_Brief:_ Make an exact copy of every entry, leaving the pictures out.
※ ※ ※
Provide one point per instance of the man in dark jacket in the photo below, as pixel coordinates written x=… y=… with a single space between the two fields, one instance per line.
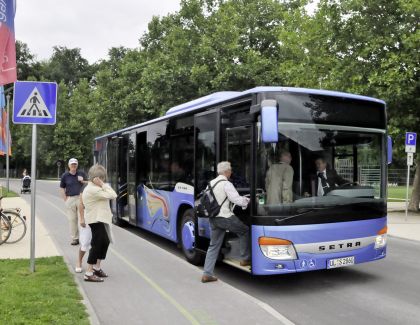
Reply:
x=325 y=179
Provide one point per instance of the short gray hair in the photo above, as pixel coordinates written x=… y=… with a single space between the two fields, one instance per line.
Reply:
x=97 y=171
x=223 y=167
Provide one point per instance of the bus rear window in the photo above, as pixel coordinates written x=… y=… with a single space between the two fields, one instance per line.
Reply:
x=320 y=109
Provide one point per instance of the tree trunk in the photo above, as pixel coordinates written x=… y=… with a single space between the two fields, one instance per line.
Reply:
x=415 y=195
※ ※ ※
_Solved problem:_
Provide one point per instance of the man in dark jacket in the photo below, as pixel coordinates written x=… y=… with a single space between the two fields, one instance per line.
Reply:
x=325 y=179
Provide one point per instance of the short gray hair in the photo above, as pixel coordinates written x=… y=… with a single space between the two fields, one instance per line.
Reply:
x=97 y=171
x=223 y=167
Provide one point per instance of the bus rear window in the photo above, as pixel coordinates written x=… y=… with a single space between the two fields, one instance per line.
Reply:
x=320 y=109
Provide one point per instance of the tree trunk in the photo above, as pixel coordinates written x=… y=… with a single space between the two fields, one instance per line.
Reply:
x=415 y=195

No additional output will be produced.